• _Activity list_
1. List the academic degrees Dr. Yates earned according to the biography of Dr. Robin Yates, with the field and year where the biography gives them.
2. For each statement, answer yes or no according to the biography of Dr. Robin Yates, and quote the words that decide it.
(a) Dr. Yates's 2002 internship focused on emergency medicine and critical care.
(b) Dr. Yates joined the University of Calgary faculty in 2006.
(c) At the University of Calgary, Dr. Yates was appointed only to the Faculty of Veterinary Medicine.
3. Write a continuation of the biography of Dr. Robin Yates that picks up after its final sentence.

Dr. Robin Yates
Dr. Yates completed his Bachelor of Science with a major in microbiology in 1999 and a Bachelor of Veterinary Science with first class honors and a University Medal in 2001. In 2002 he undertook a small animal veterinary medicine internship at the Queensland Veterinary Specialist Centre with a focus in emergency medicine and critical care. With a Fulbright Postgraduate Scholarship, Robin completed a Ph.D. with Prof. David G. Russell in the field of Comparative Biomedical Science at Cornell University, New York, USA. He continued working with Dr. Russell as a postdoctoral associate until April 2008 when he started on the faculty at the University of Calgary with a joint appointment to the Department of Comparative Biology and Experimental Medicine in the Faculty of Veterinary Medicine and the Department of Biochemistry and Molecular Biology in the Faculty of Medicine. Dr. Yates has been awarded an Alberta Heritage Foundation for Medical Research (AHFMR) Independent Investigator Award and a CIHR New Investigator Award. His research group currently focuses on the enzymatic processing of antigens and cytokines by macrophages and dendritic cells—processes that are central to autoimmunity and inflammation.

• _Records supplied_

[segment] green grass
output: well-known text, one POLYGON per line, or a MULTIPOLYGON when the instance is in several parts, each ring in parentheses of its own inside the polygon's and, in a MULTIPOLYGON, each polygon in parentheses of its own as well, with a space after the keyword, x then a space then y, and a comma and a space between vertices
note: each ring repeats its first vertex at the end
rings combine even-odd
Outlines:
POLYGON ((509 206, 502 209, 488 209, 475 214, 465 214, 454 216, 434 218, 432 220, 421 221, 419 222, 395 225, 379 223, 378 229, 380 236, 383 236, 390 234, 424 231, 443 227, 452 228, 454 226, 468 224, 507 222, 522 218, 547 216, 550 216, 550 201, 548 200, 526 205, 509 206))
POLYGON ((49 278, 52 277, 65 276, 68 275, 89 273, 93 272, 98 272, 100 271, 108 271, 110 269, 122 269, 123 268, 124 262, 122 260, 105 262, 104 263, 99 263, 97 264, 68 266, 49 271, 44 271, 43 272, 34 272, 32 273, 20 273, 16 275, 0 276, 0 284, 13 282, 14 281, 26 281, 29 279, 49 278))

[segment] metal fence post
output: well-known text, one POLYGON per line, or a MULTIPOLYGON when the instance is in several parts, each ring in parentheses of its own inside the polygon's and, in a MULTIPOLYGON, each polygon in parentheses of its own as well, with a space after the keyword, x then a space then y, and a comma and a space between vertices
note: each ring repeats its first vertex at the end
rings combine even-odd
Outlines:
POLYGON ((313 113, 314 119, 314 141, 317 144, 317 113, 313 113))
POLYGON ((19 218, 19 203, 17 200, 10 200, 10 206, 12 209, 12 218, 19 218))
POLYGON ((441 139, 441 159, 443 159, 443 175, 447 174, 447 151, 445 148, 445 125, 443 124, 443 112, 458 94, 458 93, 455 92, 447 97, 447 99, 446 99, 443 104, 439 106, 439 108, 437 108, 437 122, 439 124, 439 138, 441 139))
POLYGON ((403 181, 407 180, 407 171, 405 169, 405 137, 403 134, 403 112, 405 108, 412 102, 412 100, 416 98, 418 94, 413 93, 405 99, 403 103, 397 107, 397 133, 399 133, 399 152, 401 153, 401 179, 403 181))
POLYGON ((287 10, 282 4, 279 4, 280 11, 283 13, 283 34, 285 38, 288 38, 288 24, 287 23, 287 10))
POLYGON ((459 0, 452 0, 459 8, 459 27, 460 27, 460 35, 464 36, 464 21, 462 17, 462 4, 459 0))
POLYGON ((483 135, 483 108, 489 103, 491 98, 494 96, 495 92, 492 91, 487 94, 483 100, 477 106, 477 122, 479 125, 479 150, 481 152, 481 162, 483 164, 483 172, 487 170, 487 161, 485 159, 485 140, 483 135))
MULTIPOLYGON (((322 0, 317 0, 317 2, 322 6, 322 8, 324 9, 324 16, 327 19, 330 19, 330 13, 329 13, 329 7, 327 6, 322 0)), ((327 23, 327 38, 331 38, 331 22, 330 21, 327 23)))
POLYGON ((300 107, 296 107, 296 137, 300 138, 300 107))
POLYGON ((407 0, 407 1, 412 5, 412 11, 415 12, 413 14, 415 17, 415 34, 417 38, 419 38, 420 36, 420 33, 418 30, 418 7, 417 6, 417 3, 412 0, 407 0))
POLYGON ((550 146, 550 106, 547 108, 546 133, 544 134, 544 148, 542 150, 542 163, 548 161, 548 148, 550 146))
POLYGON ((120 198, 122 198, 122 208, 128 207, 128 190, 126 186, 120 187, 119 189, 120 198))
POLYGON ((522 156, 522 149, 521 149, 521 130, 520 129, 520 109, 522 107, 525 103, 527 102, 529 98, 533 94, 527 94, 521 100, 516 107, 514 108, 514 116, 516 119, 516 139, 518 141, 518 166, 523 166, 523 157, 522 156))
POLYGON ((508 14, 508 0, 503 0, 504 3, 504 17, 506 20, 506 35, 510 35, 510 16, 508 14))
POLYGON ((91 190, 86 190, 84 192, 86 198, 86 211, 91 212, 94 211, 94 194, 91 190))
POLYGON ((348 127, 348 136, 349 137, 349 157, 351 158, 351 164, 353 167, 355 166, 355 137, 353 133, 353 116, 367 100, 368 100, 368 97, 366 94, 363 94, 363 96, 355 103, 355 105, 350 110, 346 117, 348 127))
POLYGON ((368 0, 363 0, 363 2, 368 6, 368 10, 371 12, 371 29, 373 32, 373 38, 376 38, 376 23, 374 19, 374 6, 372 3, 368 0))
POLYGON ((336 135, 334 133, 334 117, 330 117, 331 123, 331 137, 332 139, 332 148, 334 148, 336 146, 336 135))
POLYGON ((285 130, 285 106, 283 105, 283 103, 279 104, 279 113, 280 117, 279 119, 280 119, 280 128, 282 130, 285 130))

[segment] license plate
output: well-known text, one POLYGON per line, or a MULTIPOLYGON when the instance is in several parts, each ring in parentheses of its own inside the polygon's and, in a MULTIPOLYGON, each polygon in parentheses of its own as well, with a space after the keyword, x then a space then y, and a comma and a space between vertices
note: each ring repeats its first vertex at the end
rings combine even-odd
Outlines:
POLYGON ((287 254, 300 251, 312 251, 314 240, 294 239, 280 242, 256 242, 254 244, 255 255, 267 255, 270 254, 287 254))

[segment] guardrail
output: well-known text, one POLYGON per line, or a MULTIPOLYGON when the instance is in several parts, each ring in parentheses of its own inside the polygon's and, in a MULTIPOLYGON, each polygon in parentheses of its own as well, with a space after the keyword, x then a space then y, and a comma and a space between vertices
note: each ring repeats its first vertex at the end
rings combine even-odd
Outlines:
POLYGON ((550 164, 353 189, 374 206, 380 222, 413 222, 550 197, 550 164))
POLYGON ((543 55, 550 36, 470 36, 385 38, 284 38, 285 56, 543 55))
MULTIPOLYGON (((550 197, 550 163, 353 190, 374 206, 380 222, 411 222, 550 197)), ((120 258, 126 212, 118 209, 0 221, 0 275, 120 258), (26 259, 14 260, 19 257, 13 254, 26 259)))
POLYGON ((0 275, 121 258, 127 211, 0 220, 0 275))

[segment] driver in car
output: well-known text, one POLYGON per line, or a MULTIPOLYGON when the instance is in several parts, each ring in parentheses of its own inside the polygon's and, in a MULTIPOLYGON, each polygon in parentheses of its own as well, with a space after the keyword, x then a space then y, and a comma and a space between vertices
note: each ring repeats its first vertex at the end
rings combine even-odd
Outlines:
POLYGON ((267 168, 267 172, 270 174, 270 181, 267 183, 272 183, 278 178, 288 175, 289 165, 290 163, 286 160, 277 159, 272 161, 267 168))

• _Written answers_
1.
Bachelor of Science, major in microbiology, 1999
Bachelor of Veterinary Science, 2001
Ph.D. in Comparative Biomedical Science, Cornell University (no year given)

2.
(a) Yes: "with a focus in emergency medicine and critical care"
(b) No: "until April 2008 when he started on the faculty at the University of Calgary"
(c) No: "with a joint appointment to the Department of Comparative Biology and Experimental Medicine in the Faculty of Veterinary Medicine and the Department of Biochemistry and Molecular Biology in the Faculty of Medicine"

3.
Learn more about Dr. Yates
How did you become interested in MS research? What inspires you to continue advancing research in this field?
My group initially became interested in MS research through our work investigating how antigens are processed in macrophages and dendritic cells. We were primarily looking through the lens of basic scientific discovery when we found something that is relevant to MS. We initially teamed up with an MS researcher, Dr. Frank Jirik, and with the assistance of the MS Society of Canada, have now dedicated a large portion of our research efforts into MS. What inspires us… MS is not only a devastating disease, it is also a complex disease (or collection of diseases), but has a dedicated and collaborative group of researchers in Canada and around the world who will collectively “cure MS” one day. We are continually challenged and privileged to be part of the international team working on this problem.
What do you enjoy most about doing research and what are some of the challenges you face?
In research, you never have the same day twice. Constant problem-solving on small and large scales might get frustrating at times, but it never gets boring. Plus the excitement of creating new knowledge or new approaches to disease management is addictive.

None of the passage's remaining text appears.